• [How to complete this task]
The task requires repeating, word for word, the lines from the one with "Annotation pass 2 — re-examine this image for any small" through the end of the material, leaving out all pictures.
BEGIN Input material
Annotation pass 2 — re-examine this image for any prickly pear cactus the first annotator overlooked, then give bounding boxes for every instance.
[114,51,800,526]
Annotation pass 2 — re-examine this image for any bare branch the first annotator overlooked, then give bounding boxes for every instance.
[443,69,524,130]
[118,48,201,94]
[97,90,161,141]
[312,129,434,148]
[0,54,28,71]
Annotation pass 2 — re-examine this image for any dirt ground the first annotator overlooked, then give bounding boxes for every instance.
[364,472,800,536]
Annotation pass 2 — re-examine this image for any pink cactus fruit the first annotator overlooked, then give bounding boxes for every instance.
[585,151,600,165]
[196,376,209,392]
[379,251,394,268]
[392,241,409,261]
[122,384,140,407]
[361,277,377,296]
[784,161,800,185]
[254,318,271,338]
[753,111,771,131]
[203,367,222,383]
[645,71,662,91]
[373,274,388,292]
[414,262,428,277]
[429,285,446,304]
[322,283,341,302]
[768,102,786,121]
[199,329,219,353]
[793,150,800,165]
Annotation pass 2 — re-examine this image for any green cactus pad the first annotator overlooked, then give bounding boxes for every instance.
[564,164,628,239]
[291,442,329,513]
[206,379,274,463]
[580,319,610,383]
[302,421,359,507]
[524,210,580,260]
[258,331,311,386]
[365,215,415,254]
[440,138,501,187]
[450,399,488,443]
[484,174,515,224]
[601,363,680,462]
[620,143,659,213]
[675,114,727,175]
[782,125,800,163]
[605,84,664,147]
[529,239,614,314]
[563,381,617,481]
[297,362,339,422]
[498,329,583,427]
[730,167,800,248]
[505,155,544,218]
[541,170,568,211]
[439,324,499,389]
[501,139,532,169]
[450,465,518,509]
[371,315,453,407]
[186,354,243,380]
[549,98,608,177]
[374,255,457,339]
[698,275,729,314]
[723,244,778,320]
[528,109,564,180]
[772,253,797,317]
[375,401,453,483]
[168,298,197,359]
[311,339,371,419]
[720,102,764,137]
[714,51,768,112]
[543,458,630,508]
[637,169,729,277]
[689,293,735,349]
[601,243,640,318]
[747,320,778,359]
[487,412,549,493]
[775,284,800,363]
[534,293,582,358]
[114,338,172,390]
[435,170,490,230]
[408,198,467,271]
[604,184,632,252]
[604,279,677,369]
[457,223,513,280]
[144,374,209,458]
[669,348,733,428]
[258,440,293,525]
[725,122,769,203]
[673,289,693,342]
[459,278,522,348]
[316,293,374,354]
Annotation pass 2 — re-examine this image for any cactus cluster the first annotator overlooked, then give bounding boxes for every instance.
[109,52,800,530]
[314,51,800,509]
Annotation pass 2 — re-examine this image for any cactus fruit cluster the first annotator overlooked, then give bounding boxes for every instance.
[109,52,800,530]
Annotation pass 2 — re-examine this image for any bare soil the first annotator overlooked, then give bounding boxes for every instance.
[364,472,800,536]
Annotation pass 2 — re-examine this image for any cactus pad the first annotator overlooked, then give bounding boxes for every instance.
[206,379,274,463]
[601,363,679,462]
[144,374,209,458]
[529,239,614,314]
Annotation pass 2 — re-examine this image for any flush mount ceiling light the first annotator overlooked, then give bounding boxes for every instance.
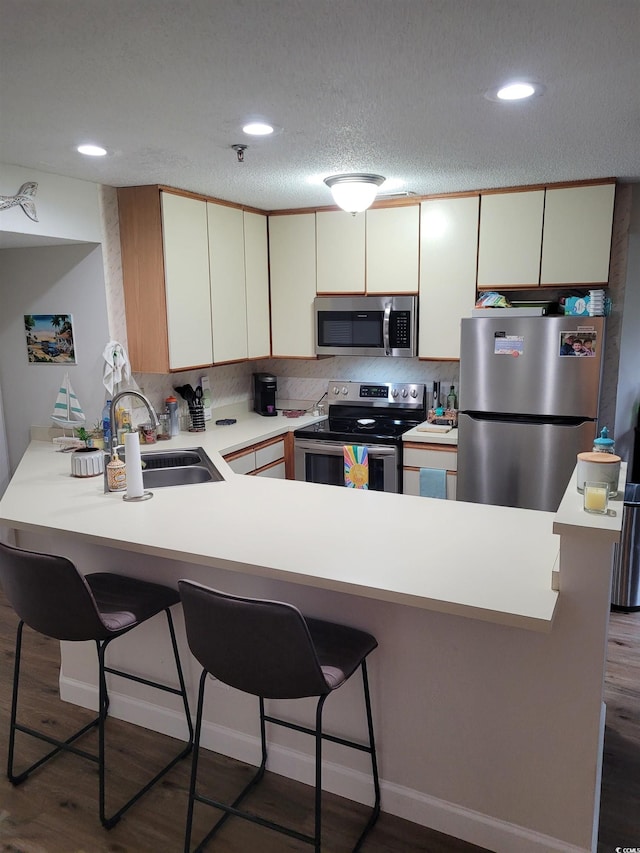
[76,144,107,157]
[324,173,386,214]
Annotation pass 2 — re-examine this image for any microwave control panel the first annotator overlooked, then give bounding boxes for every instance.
[389,311,411,348]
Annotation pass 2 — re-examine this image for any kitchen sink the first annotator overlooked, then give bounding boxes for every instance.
[106,445,224,490]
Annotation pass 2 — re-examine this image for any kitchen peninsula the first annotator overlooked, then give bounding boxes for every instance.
[0,417,624,853]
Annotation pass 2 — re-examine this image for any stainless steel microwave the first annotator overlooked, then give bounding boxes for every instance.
[314,295,418,357]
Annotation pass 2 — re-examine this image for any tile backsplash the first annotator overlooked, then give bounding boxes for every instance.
[134,357,459,418]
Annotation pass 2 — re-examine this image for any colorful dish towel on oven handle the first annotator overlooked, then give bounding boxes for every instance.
[344,445,369,489]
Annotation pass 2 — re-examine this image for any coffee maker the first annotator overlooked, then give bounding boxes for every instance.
[253,373,277,417]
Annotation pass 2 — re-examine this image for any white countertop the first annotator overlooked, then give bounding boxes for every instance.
[0,405,566,632]
[402,423,458,445]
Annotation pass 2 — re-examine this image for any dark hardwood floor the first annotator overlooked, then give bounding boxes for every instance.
[0,590,638,852]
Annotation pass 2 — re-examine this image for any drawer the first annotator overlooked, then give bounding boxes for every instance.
[254,460,286,479]
[256,439,285,468]
[403,446,457,471]
[403,469,457,500]
[226,452,256,475]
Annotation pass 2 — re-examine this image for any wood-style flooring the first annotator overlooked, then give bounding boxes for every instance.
[0,590,638,852]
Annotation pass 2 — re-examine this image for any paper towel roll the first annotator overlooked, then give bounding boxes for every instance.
[124,432,144,498]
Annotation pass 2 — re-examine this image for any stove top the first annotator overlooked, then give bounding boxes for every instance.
[295,380,426,445]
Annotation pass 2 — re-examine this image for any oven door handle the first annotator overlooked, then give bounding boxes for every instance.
[294,438,397,457]
[383,303,392,356]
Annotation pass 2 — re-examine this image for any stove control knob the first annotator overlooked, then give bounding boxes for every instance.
[410,388,418,398]
[333,387,340,395]
[401,388,408,398]
[342,386,348,395]
[391,388,399,398]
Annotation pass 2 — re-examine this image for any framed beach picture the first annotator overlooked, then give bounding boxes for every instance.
[25,314,77,364]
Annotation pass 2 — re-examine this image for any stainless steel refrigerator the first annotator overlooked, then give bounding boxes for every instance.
[457,315,605,512]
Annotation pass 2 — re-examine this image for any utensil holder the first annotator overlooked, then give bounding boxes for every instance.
[189,402,206,432]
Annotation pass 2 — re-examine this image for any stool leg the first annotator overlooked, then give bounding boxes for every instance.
[352,659,380,852]
[7,620,24,783]
[314,693,328,853]
[184,668,207,853]
[97,639,112,827]
[165,608,194,745]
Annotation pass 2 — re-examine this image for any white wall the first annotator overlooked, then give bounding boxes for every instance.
[0,244,110,472]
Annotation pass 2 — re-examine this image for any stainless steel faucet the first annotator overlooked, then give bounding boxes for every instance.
[109,390,159,453]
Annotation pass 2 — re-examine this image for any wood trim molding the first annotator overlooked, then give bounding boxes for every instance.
[404,442,458,452]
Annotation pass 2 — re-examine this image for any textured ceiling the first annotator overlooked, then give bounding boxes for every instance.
[1,0,640,218]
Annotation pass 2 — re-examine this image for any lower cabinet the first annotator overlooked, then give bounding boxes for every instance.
[223,434,292,479]
[403,443,457,500]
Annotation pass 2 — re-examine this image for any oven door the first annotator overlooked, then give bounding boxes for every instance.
[294,438,399,493]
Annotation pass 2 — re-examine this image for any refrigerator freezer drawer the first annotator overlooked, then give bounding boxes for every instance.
[457,413,597,512]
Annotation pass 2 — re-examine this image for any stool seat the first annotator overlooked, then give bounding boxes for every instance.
[0,541,193,829]
[86,573,181,635]
[179,580,380,852]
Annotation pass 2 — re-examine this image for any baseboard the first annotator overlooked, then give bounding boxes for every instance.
[59,676,590,853]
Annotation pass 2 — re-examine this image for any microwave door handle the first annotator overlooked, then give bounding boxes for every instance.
[383,303,391,355]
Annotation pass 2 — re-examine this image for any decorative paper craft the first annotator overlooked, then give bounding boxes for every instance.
[344,445,369,489]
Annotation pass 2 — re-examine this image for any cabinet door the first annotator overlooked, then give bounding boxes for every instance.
[207,202,247,363]
[540,183,615,285]
[244,211,271,358]
[419,196,479,360]
[477,190,544,288]
[161,192,213,369]
[403,469,457,500]
[269,213,317,357]
[316,209,365,293]
[366,206,419,294]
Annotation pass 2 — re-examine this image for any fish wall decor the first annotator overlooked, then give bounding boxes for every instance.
[0,181,39,221]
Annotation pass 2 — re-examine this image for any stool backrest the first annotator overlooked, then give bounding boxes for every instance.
[178,580,331,699]
[0,541,110,641]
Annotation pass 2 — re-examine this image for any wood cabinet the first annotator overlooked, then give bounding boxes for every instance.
[223,434,290,479]
[477,190,545,289]
[316,210,366,294]
[403,443,457,500]
[118,187,270,373]
[477,181,615,290]
[540,183,615,285]
[366,206,420,294]
[419,196,479,360]
[269,213,317,357]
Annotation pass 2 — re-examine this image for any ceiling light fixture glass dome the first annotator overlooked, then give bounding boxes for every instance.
[324,173,385,214]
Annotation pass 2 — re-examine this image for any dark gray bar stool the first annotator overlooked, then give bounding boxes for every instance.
[178,579,380,853]
[0,540,193,828]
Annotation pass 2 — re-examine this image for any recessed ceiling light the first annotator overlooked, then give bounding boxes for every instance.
[484,81,545,103]
[242,122,274,136]
[77,144,107,157]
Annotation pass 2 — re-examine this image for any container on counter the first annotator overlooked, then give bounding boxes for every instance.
[71,447,104,478]
[141,422,157,444]
[165,396,180,437]
[576,451,621,496]
[102,400,112,450]
[157,413,171,440]
[106,450,126,492]
[593,426,615,454]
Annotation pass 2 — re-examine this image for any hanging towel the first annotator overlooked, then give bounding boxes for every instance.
[344,445,369,489]
[102,340,133,395]
[419,468,447,499]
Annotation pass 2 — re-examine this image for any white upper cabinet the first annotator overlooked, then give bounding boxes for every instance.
[366,206,420,293]
[419,196,479,360]
[477,190,545,289]
[540,183,615,285]
[269,213,317,357]
[207,202,247,363]
[161,192,213,369]
[243,211,271,359]
[316,210,366,294]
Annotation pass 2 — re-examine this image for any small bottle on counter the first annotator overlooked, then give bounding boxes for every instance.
[102,400,112,450]
[447,385,457,410]
[593,426,615,454]
[106,449,126,492]
[165,396,180,437]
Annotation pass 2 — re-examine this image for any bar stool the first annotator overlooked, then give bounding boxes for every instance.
[178,579,380,853]
[0,541,193,828]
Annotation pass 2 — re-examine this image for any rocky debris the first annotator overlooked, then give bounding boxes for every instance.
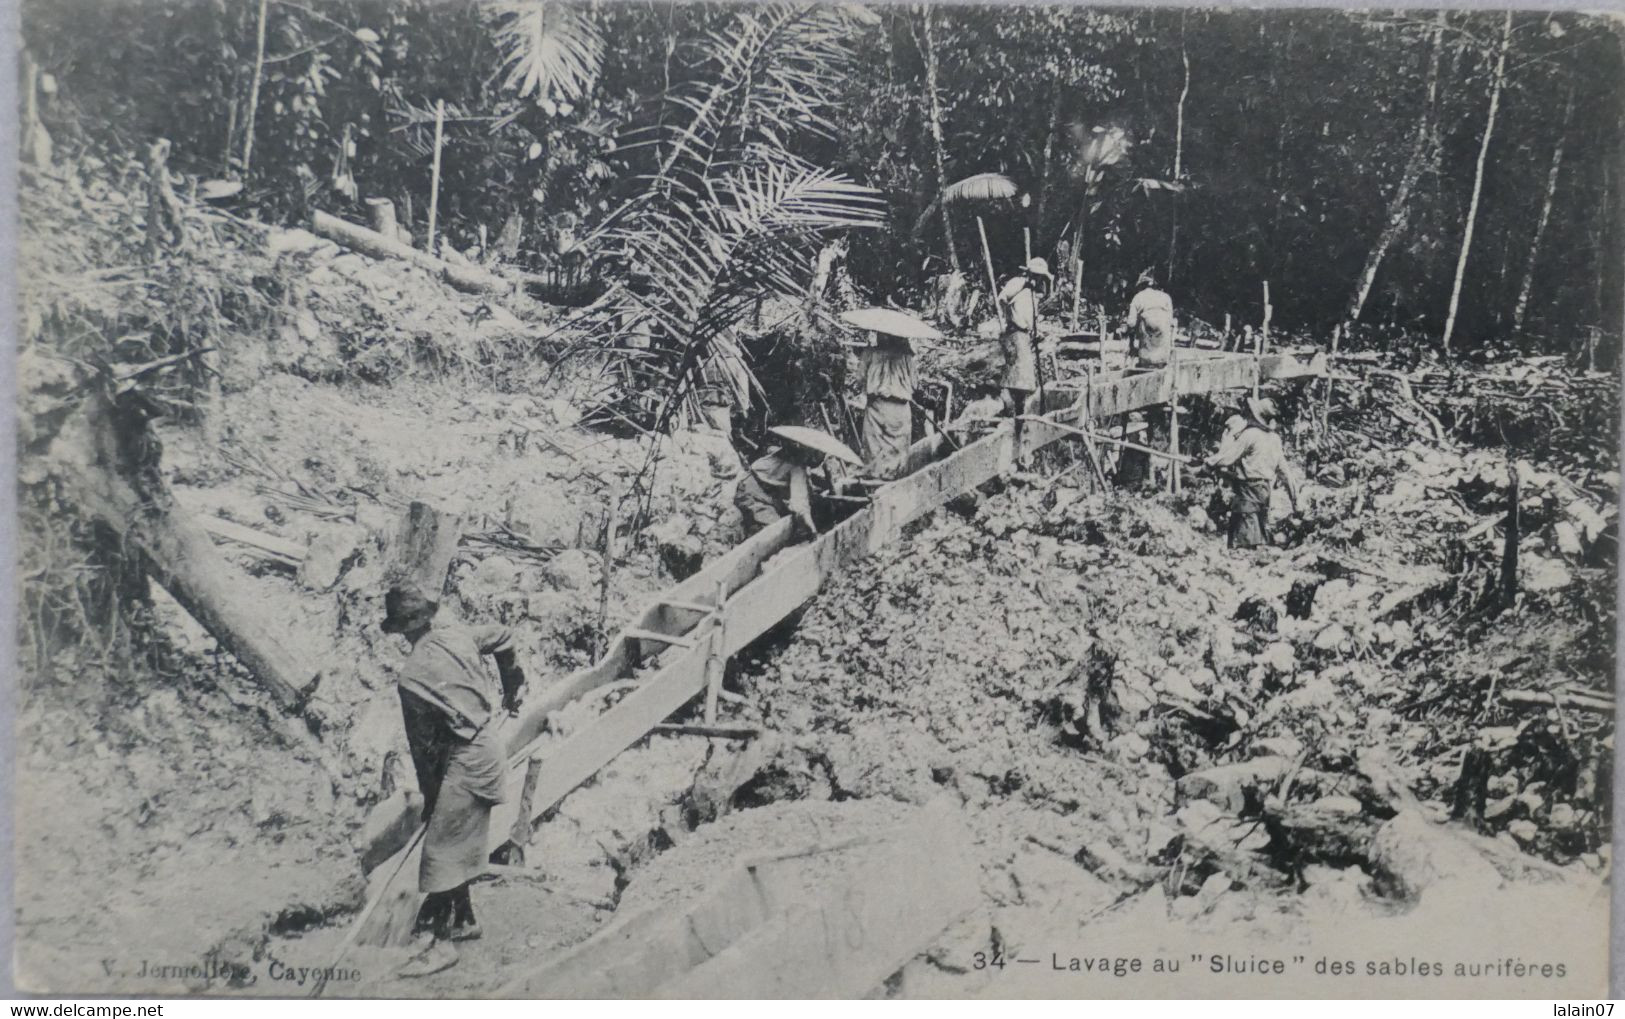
[298,524,366,592]
[541,548,598,591]
[1177,757,1294,813]
[1370,810,1504,900]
END Input material
• [Answer section]
Annotation pass 2 — re-examine this image for any small bottle on counter the first annotator overlooked, then give bounding boxes for every instance.
[102,400,112,450]
[447,385,457,410]
[593,426,615,454]
[106,449,126,492]
[165,396,180,437]
Annotation pass 2 — re-examine this image for any bar stool the first annotator overlooked, then give bounding boxes for every instance.
[178,579,380,853]
[0,541,193,828]
Annotation pass 2 — re-examine this image for any rocky debris the first annotator overlooked, then give bounding boxes for every instance.
[298,524,366,592]
[541,548,598,591]
[1177,757,1294,813]
[1370,810,1504,900]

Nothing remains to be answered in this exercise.